* LISTA ZADAŃ *
- 1) Jakim połączeniom opiera się głupota według wybranego fragmentu?
- 2) Na podstawie wybranego fragmentu wyjaśnij, dlaczego głupi sprawdzają wszystko po wielokroć.
- 3) Powtórz dokładnie tę część wybranego fragmentu, która zaczyna się od słów „Wszystkie nasze błędy, cała”, a kończy słowami „byli potrzebni.”.

* WYBRANY FRAGMENT *
------
Głupota ludzka jest systemem odpornościowym
społeczności. Sprawdza ona idee, szuka nowych dróg, czyni
niekonwencjonalne założenia, zawsze idzie po najmniej
skomplikowanej linii oporu. Brak pamięci wypróbowanych ścieżek
sprawia, że głupi sprawdzają wszystko po wielokroć, sprawdzają
wszystko dogłębnie. Nawet jeśli coś nie ustąpi za pierwszym
razem, to po jakimś czasie musi puścić, napór głupoty jest
bowiem niezmierzony. Głupocie opierają się tylko połączenia
doskonałe.
Nie mamy niczego równie wielkiego, równie twórczego w
naszym otoczeniu. Nie potrafimy niczego lepszego zaproponować. To na
głupocie opiera się nasz sukces i zdolność przetrwania. Wszystko
co udało nam się osiągnąć, wszystkie nasze dokonania, byłyby
bowiem tylko zgadywaniem, tylko błądzeniem we mgle, gdyby nie
głupota ludzka, która wypełniła wszystkie intelektualne luki i
pozwoliła odnaleźć ludzkości ścieżkę postępu.
Wszystkie nasze błędy, cała nasza nieznajomość,
wszystkie ofiary i niereformowani barbarzyńcy, których jest tak
wielu dzisiaj i których było wielu w przeszłości – wszyscy oni
byli potrzebni.
------
* WIERSZE DANYCH *
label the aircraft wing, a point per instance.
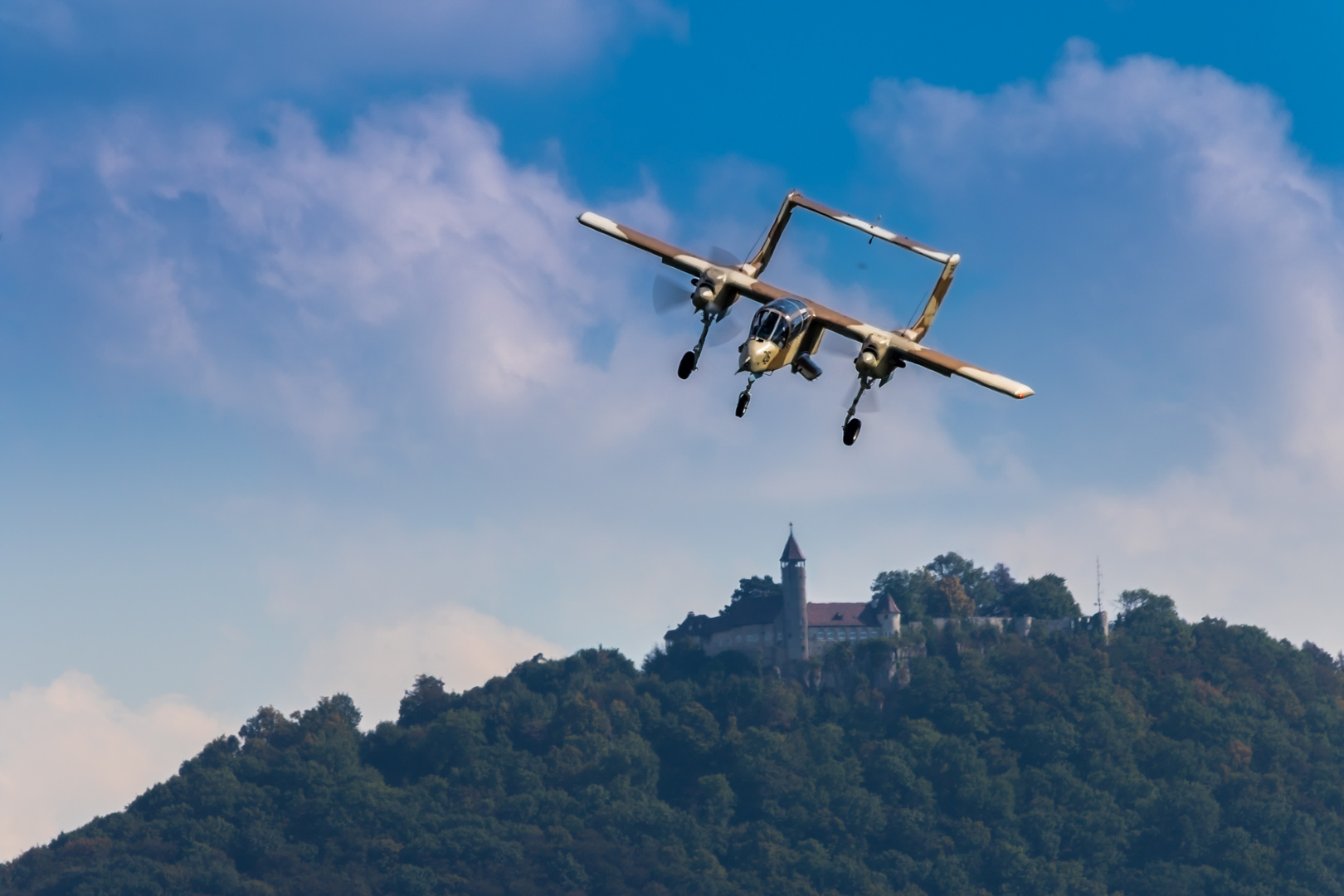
(832, 320)
(679, 258)
(908, 348)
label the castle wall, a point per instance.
(793, 577)
(767, 640)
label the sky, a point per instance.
(311, 383)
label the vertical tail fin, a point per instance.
(940, 292)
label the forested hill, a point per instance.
(1175, 759)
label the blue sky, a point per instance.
(309, 381)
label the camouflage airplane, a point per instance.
(788, 328)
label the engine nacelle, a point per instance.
(804, 364)
(877, 358)
(713, 293)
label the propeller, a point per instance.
(668, 295)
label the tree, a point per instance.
(758, 586)
(1045, 598)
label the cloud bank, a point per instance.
(69, 752)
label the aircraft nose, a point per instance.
(756, 355)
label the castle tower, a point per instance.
(793, 577)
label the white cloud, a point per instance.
(69, 752)
(335, 289)
(374, 664)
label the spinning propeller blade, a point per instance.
(668, 295)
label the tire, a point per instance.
(687, 366)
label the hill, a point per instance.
(1172, 759)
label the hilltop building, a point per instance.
(788, 627)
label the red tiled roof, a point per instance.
(839, 614)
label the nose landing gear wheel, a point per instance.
(687, 364)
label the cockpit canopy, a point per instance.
(780, 321)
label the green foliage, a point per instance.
(1045, 598)
(1176, 759)
(758, 586)
(951, 586)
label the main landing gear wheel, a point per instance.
(687, 364)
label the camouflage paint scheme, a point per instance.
(880, 353)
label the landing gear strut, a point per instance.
(745, 398)
(852, 423)
(693, 359)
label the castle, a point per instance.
(788, 629)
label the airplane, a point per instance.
(788, 328)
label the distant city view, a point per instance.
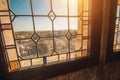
(46, 45)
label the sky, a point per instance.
(43, 7)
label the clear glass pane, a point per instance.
(61, 45)
(14, 66)
(60, 7)
(73, 7)
(75, 43)
(85, 5)
(84, 53)
(60, 26)
(23, 27)
(45, 46)
(20, 7)
(84, 42)
(63, 57)
(41, 7)
(5, 19)
(85, 30)
(75, 55)
(3, 5)
(75, 26)
(8, 37)
(26, 49)
(38, 61)
(25, 63)
(43, 26)
(12, 54)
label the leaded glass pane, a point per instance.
(116, 45)
(40, 8)
(40, 32)
(8, 37)
(60, 9)
(12, 54)
(20, 7)
(38, 61)
(25, 63)
(51, 59)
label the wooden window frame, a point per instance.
(66, 67)
(110, 54)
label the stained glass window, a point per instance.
(41, 32)
(116, 46)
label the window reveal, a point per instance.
(116, 46)
(40, 32)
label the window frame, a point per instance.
(110, 54)
(70, 66)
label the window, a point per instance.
(113, 48)
(117, 29)
(49, 34)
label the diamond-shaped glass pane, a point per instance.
(35, 37)
(68, 35)
(61, 45)
(26, 49)
(45, 46)
(52, 15)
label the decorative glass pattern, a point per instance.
(40, 32)
(116, 46)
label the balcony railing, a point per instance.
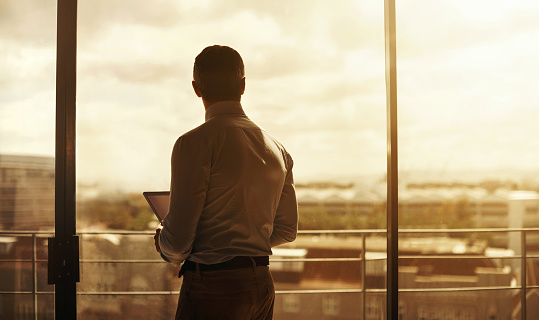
(523, 287)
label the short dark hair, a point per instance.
(218, 73)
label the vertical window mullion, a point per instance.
(392, 160)
(63, 250)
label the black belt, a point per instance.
(234, 263)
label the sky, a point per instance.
(468, 94)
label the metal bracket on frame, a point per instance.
(63, 264)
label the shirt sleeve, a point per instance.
(285, 224)
(190, 171)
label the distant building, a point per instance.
(26, 192)
(500, 208)
(419, 272)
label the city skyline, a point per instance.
(315, 80)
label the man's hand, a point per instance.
(156, 237)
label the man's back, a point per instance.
(232, 199)
(238, 182)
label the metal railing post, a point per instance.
(363, 276)
(34, 275)
(523, 277)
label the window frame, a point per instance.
(65, 214)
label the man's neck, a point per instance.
(209, 103)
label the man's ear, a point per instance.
(195, 87)
(242, 85)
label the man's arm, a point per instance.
(190, 171)
(285, 224)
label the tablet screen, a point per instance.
(158, 201)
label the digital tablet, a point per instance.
(158, 201)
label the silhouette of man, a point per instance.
(232, 199)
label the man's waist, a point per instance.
(234, 263)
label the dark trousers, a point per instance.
(237, 294)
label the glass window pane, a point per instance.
(466, 74)
(27, 118)
(315, 81)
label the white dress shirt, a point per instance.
(231, 193)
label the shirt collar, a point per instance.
(224, 107)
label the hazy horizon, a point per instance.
(468, 97)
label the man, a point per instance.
(232, 199)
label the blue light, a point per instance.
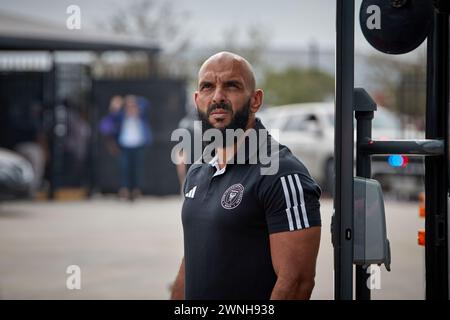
(395, 160)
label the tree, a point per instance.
(296, 85)
(400, 85)
(156, 21)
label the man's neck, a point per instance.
(226, 154)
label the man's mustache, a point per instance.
(221, 105)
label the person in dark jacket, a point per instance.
(127, 123)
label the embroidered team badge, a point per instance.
(232, 197)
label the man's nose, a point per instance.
(219, 95)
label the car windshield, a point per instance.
(382, 120)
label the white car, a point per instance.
(308, 130)
(16, 175)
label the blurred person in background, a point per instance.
(129, 132)
(30, 140)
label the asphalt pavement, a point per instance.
(132, 250)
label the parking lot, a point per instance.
(133, 250)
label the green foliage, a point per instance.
(295, 85)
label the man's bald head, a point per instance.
(233, 62)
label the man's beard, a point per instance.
(239, 119)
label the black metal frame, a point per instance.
(435, 147)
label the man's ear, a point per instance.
(257, 100)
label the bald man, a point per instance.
(246, 235)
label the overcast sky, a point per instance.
(288, 23)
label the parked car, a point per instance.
(16, 175)
(308, 130)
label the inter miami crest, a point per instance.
(232, 197)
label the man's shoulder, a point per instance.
(288, 164)
(195, 168)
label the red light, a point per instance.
(405, 161)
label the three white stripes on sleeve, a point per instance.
(296, 195)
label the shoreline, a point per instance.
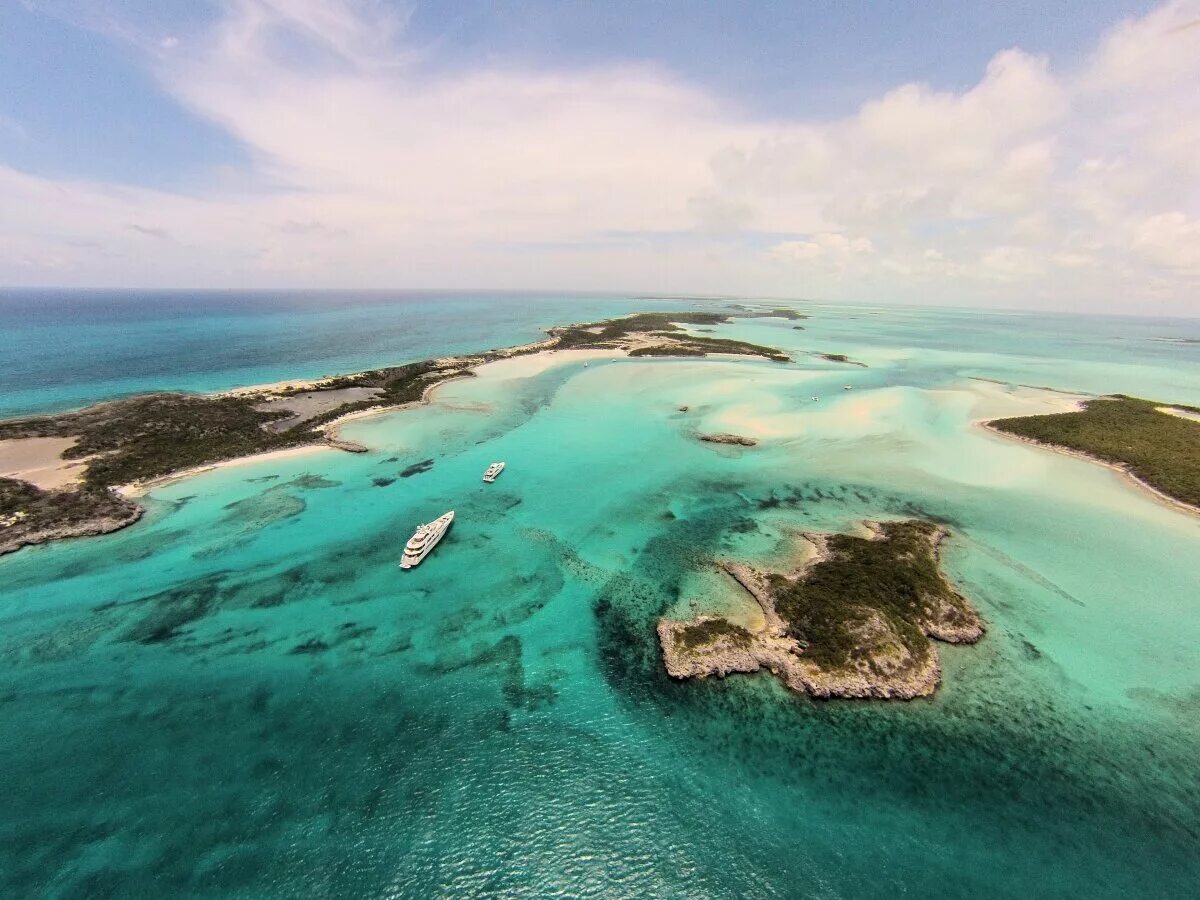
(141, 489)
(1120, 468)
(709, 645)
------
* ODPOWIEDZI DO ZADAŃ *
- 1) Tylko połączeniom doskonałym.

- 2) Przyczyną jest brak pamięci wypróbowanych ścieżek. Głupi nie pamiętają dróg, które już sprawdzono, dlatego sprawdzają wszystko wielokrotnie i dogłębnie.

- 3)
Wszystkie nasze błędy, cała nasza nieznajomość,
wszystkie ofiary i niereformowani barbarzyńcy, których jest tak
wielu dzisiaj i których było wielu w przeszłości – wszyscy oni
byli potrzebni.